* Action item
Copy the data that appears below exactly. Drop the pictures.

[Dataset items]
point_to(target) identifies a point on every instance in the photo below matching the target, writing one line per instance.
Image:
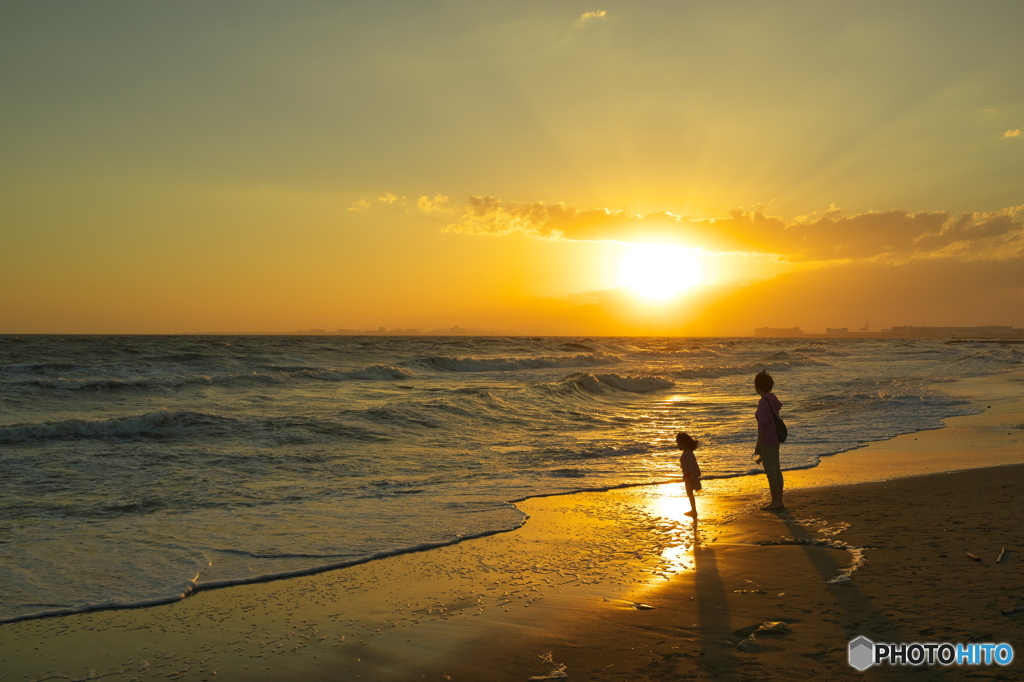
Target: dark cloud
(888, 236)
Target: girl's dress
(691, 471)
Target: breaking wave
(449, 364)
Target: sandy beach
(897, 542)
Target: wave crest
(160, 423)
(449, 364)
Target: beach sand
(622, 586)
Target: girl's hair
(685, 441)
(764, 382)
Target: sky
(243, 165)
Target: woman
(767, 449)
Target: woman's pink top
(766, 423)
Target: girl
(691, 471)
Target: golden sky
(245, 165)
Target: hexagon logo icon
(861, 653)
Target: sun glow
(658, 271)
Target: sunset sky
(195, 166)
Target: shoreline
(584, 558)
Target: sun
(658, 271)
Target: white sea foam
(278, 446)
(511, 364)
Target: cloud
(894, 236)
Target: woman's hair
(685, 441)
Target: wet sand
(622, 586)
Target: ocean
(134, 469)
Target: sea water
(135, 468)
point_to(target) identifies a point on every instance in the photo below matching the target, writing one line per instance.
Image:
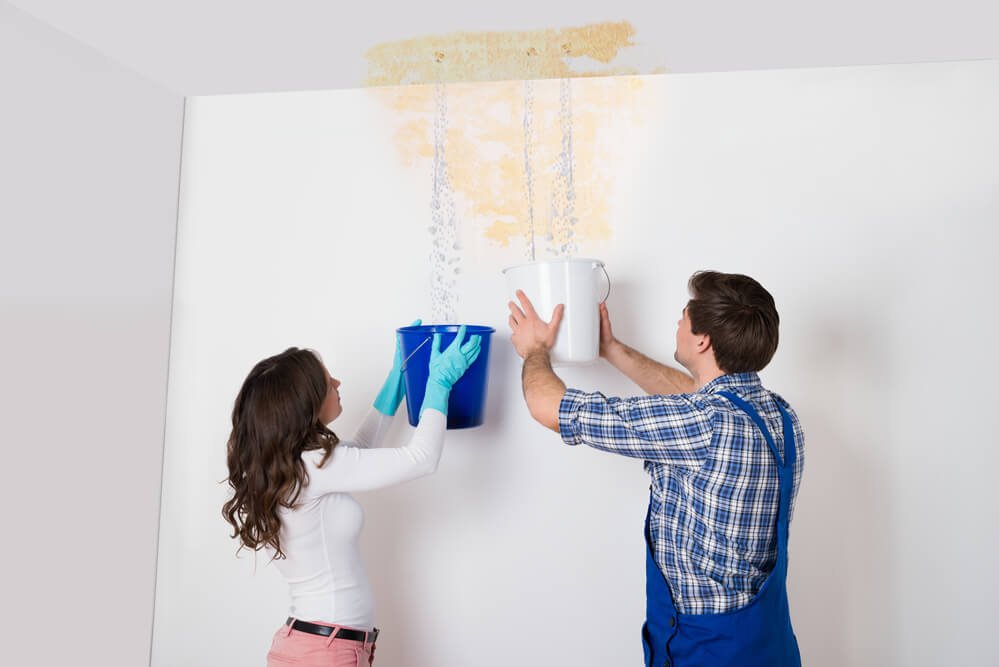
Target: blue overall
(758, 634)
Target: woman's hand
(388, 399)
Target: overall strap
(785, 465)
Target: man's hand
(530, 332)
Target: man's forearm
(543, 390)
(649, 374)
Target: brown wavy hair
(740, 317)
(275, 418)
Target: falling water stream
(445, 248)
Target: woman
(292, 479)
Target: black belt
(326, 631)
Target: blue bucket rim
(477, 329)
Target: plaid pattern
(714, 493)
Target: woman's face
(331, 408)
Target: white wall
(863, 198)
(89, 164)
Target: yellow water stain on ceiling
(502, 56)
(489, 153)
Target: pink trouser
(293, 647)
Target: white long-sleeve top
(323, 567)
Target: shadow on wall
(842, 532)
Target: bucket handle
(406, 360)
(604, 269)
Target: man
(725, 456)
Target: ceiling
(202, 47)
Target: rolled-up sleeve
(672, 429)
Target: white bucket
(572, 281)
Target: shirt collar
(730, 381)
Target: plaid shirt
(714, 493)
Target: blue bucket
(467, 402)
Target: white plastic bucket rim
(578, 338)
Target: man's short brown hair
(739, 316)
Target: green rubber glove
(447, 367)
(388, 399)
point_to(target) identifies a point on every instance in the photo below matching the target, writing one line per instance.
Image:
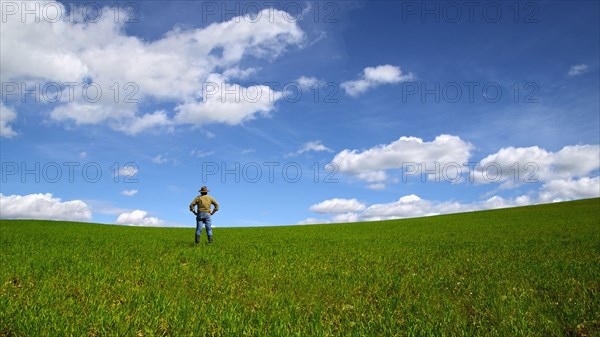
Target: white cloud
(410, 206)
(201, 153)
(228, 103)
(159, 159)
(127, 171)
(174, 68)
(43, 206)
(376, 186)
(307, 82)
(129, 193)
(375, 76)
(514, 166)
(146, 122)
(570, 189)
(7, 116)
(138, 218)
(577, 69)
(345, 217)
(312, 146)
(338, 205)
(370, 165)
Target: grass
(527, 271)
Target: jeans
(203, 218)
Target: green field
(528, 271)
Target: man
(204, 212)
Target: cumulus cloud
(44, 207)
(127, 171)
(312, 146)
(307, 82)
(569, 189)
(7, 116)
(375, 76)
(138, 218)
(129, 193)
(338, 205)
(512, 166)
(411, 206)
(370, 165)
(577, 69)
(175, 68)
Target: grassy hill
(527, 271)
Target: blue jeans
(203, 218)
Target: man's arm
(215, 204)
(193, 205)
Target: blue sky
(296, 112)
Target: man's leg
(208, 225)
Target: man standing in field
(204, 212)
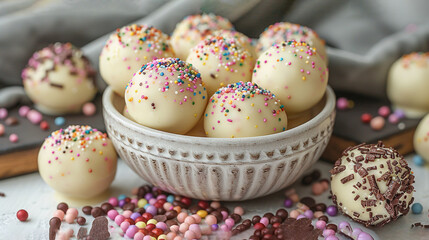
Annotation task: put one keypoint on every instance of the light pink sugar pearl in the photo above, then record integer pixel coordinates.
(127, 213)
(318, 214)
(170, 235)
(167, 206)
(34, 116)
(114, 201)
(119, 219)
(89, 109)
(215, 205)
(181, 217)
(197, 218)
(377, 123)
(13, 138)
(124, 226)
(23, 111)
(112, 214)
(139, 236)
(239, 210)
(320, 224)
(183, 227)
(210, 220)
(294, 214)
(59, 214)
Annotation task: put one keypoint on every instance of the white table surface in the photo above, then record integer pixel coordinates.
(31, 193)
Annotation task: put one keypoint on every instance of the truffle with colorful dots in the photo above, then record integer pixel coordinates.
(243, 109)
(286, 31)
(127, 50)
(295, 73)
(410, 95)
(194, 28)
(421, 138)
(59, 79)
(166, 94)
(221, 61)
(78, 161)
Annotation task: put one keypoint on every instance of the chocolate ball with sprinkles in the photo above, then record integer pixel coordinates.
(127, 50)
(194, 28)
(286, 31)
(59, 79)
(372, 184)
(295, 73)
(166, 94)
(78, 161)
(221, 61)
(243, 109)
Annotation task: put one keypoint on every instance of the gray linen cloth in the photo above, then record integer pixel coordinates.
(363, 37)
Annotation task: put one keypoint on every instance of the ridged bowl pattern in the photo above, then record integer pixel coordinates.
(219, 169)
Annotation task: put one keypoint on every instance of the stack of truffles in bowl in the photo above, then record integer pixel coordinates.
(210, 114)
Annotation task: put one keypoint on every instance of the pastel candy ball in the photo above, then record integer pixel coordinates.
(192, 29)
(295, 73)
(372, 184)
(166, 94)
(127, 50)
(221, 61)
(421, 139)
(243, 110)
(286, 31)
(78, 161)
(410, 95)
(59, 79)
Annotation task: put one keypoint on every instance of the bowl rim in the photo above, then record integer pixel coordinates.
(136, 127)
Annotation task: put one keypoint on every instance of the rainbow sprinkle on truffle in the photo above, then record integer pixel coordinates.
(243, 109)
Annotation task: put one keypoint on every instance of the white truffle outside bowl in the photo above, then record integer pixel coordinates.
(219, 168)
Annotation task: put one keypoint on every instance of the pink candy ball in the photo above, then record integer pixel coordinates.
(210, 220)
(342, 103)
(119, 219)
(384, 111)
(320, 224)
(114, 201)
(13, 138)
(139, 236)
(1, 129)
(377, 123)
(23, 111)
(59, 214)
(239, 210)
(3, 113)
(112, 214)
(89, 109)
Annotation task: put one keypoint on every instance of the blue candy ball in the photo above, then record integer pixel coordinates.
(59, 121)
(418, 160)
(417, 208)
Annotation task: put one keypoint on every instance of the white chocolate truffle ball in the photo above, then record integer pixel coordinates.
(59, 79)
(78, 161)
(372, 184)
(127, 50)
(166, 94)
(295, 73)
(421, 138)
(284, 32)
(221, 61)
(408, 85)
(244, 40)
(192, 29)
(243, 110)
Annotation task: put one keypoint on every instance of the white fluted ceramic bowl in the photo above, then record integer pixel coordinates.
(215, 168)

* Solved exercise
point_to(target) identifies a point on every instance in the photo below matching the target, writing one line per instance.
Image:
Target: dark cloud
(888, 236)
Target: girl's dress
(691, 471)
Target: breaking wave
(449, 364)
Target: sandy beach
(897, 542)
Target: wave crest
(160, 423)
(449, 364)
Target: beach sand
(622, 586)
Target: girl's hair
(685, 441)
(764, 382)
Target: sky
(243, 165)
Target: woman
(767, 449)
Target: woman's pink top
(766, 423)
Target: girl
(691, 471)
Target: golden sky
(245, 165)
Target: hexagon logo icon
(861, 653)
Target: sun glow
(658, 271)
Target: sunset sky
(195, 166)
Target: shoreline
(584, 558)
Target: sun
(658, 271)
Target: white sea foam
(278, 446)
(511, 364)
Target: cloud
(894, 236)
Target: woman's hair
(685, 441)
Target: wet sand
(622, 586)
Target: ocean
(134, 469)
Target: sea water
(135, 468)
point_to(target) identifies a point on every instance in the photo below matching the target, writing one line per instance.
Image:
Target: blue overall
(758, 634)
Target: woman's hand
(388, 399)
Target: overall strap
(785, 465)
Target: man's hand
(530, 332)
Target: man's forearm
(543, 390)
(649, 374)
Target: brown wavy hair
(740, 317)
(275, 418)
Target: falling water stream
(445, 248)
Target: woman
(292, 479)
Target: black belt
(326, 631)
Target: blue bucket rim
(477, 329)
Target: plaid pattern
(714, 493)
Target: woman's face
(331, 408)
Target: white wall
(863, 198)
(89, 164)
Target: yellow water stain on ceiling
(502, 56)
(489, 153)
Target: pink trouser
(293, 647)
Target: white long-sleeve top
(323, 567)
Target: shadow on wall
(842, 532)
Target: bucket handle
(406, 360)
(604, 269)
Target: man
(725, 456)
Target: ceiling
(202, 47)
Target: rolled-up sleeve
(672, 429)
Target: white bucket
(572, 281)
Target: shirt collar
(730, 381)
Target: plaid shirt
(714, 493)
Target: blue bucket
(467, 402)
Target: white plastic bucket rim
(578, 338)
Target: man's short brown hair
(739, 316)
Target: green rubber glove
(447, 367)
(388, 399)
point_to(target) identifies a point on every instance in the photo below matching the target, writing one line per instance.
Image:
Target: white cloud
(410, 206)
(201, 153)
(228, 103)
(159, 159)
(127, 171)
(174, 68)
(43, 206)
(376, 186)
(307, 82)
(129, 193)
(375, 76)
(514, 166)
(146, 122)
(570, 189)
(7, 116)
(138, 218)
(577, 69)
(345, 217)
(312, 146)
(338, 205)
(370, 165)
Target: grass
(527, 271)
Target: jeans
(203, 218)
Target: green field
(528, 271)
Target: man
(204, 212)
Target: cumulus cloud
(44, 207)
(127, 171)
(312, 146)
(307, 82)
(569, 189)
(7, 116)
(375, 76)
(138, 218)
(129, 193)
(338, 205)
(512, 166)
(411, 206)
(370, 165)
(577, 69)
(175, 68)
Target: grassy hill
(527, 271)
Target: blue jeans
(203, 218)
Target: man's arm
(215, 204)
(193, 205)
Target: blue sky
(296, 112)
Target: man's leg
(208, 225)
Target: man standing in field
(204, 212)
Annotation task: put one keypoint on every instance of the light pink sugar pearl in the photo above, then record integer pixel coordinates.
(127, 213)
(318, 214)
(170, 235)
(167, 206)
(34, 116)
(114, 201)
(119, 219)
(89, 109)
(215, 205)
(181, 217)
(197, 218)
(377, 123)
(13, 138)
(124, 226)
(23, 111)
(112, 214)
(139, 236)
(239, 210)
(320, 224)
(183, 227)
(210, 220)
(294, 214)
(59, 214)
Annotation task: put one keypoint on every instance of the white table surface in the photo above, then record integer pixel coordinates.
(31, 193)
Annotation task: put one keypoint on every instance of the truffle with colorful dots in the photo above, then record integer pixel coordinates.
(243, 109)
(286, 31)
(127, 50)
(295, 73)
(410, 95)
(194, 28)
(421, 138)
(59, 79)
(166, 94)
(221, 61)
(78, 161)
Annotation task: put one keypoint on every instance of the chocolate ball with sprinkles in the photo above, then record integer pixel coordinates.
(127, 50)
(194, 28)
(286, 31)
(59, 79)
(372, 184)
(295, 73)
(166, 94)
(78, 161)
(221, 61)
(243, 109)
Annotation task: put one keypoint on every instance of the gray linen cloth in the photo above, then record integer pixel coordinates.
(363, 37)
Annotation task: put one keypoint on every instance of the ridged bowl pattern in the photo above, then record integer pixel coordinates.
(219, 169)
Annotation task: put one keypoint on every instance of the stack of truffles in bowl in the photo above, then record integer pixel coordinates.
(210, 114)
Annotation task: put one keypoint on every instance of the pastel candy ball in the photo above, then record integer pixel coordinates.
(192, 29)
(295, 73)
(372, 184)
(166, 94)
(127, 50)
(221, 61)
(421, 139)
(243, 110)
(286, 31)
(78, 161)
(410, 95)
(59, 79)
Annotation task: put one keypoint on every instance of the bowl rim in the photo above, then record integer pixel coordinates.
(136, 127)
Annotation task: put one keypoint on every instance of the rainbow sprinkle on truffle in the photo above, then record integer pixel coordinates.
(243, 109)
Annotation task: put one keypoint on every instance of the white truffle outside bowl in the photo above, then record integer pixel coordinates.
(219, 168)
Annotation task: put one keypoint on every instance of the pink candy ball in the photo above, then record integer pixel coordinates.
(210, 220)
(342, 103)
(119, 219)
(384, 111)
(320, 224)
(114, 201)
(13, 138)
(139, 236)
(1, 129)
(377, 123)
(23, 111)
(59, 214)
(239, 210)
(3, 113)
(112, 214)
(89, 109)
Annotation task: put one keypoint on every instance of the blue candy ball in the photo above, then record integer pixel coordinates.
(59, 121)
(418, 160)
(417, 208)
Annotation task: put one keypoint on every instance of the white chocolate truffle ball in the photo above, then record integer pixel coordinates.
(59, 79)
(78, 161)
(372, 184)
(127, 50)
(166, 94)
(295, 73)
(421, 138)
(284, 32)
(221, 61)
(408, 85)
(244, 40)
(192, 29)
(243, 110)
Annotation task: put one keypoint on every instance of the white fluted ceramic bowl in the photo above, then record integer pixel coordinates.
(215, 168)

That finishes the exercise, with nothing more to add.